> What the task asks
Pull out each line of the data below that contains the string "give".

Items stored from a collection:
⁂

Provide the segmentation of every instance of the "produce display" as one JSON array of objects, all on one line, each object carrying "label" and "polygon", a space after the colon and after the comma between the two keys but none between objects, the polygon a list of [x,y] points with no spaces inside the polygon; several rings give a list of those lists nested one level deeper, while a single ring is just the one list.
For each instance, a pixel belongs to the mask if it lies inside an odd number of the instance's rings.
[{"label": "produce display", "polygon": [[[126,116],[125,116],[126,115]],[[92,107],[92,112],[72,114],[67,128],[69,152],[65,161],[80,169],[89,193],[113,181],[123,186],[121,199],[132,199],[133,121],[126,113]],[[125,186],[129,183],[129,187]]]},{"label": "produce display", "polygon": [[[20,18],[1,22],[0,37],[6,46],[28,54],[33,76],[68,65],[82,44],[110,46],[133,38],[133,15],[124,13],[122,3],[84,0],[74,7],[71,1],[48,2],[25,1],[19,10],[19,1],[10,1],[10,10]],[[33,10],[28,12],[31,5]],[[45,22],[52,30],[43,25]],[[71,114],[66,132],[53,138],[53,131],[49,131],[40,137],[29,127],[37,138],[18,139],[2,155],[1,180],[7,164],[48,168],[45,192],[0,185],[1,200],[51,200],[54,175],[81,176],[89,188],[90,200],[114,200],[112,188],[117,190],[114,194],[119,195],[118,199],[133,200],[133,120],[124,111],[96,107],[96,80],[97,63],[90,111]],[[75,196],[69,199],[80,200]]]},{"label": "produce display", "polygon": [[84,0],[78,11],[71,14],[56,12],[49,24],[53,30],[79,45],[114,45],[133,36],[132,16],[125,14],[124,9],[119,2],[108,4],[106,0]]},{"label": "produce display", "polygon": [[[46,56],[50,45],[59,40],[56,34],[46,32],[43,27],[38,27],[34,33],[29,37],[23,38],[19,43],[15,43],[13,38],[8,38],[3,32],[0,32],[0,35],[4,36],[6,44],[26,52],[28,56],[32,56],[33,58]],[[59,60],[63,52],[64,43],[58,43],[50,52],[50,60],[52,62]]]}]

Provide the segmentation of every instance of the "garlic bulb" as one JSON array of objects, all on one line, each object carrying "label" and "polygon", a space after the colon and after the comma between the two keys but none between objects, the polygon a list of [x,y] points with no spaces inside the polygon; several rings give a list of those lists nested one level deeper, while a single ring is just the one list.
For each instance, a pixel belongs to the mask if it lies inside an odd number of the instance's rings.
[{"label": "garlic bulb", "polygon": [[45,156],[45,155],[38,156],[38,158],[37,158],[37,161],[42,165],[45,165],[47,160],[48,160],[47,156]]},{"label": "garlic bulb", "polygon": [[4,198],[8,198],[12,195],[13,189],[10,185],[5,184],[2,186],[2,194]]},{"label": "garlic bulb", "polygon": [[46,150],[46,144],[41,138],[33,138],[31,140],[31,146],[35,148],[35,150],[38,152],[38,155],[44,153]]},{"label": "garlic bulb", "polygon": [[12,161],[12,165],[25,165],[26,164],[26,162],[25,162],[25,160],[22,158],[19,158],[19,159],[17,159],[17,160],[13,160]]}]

⁂

> Written answer
Provide the segmentation of every instance of the "produce display" as one JSON array of objects, all on one line, each object carrying "label" and "polygon", a space after the colon and after the comma between the two keys but none between objects, the polygon a list of [x,y] points with no spaces inside the polygon; several rings give a list of those lists nested one level deeper, while a single ring is just the one list.
Provide the segmentation of every instance of the "garlic bulb" as one JSON array of objects, all on one line, each object carrying "label" and "polygon", a space after the colon and after the comma between the two keys but none between objects, the polygon a list of [x,y] points with no spaces inside the polygon; several rings give a list of those lists nested one level deeper, while a single ring is just the one list.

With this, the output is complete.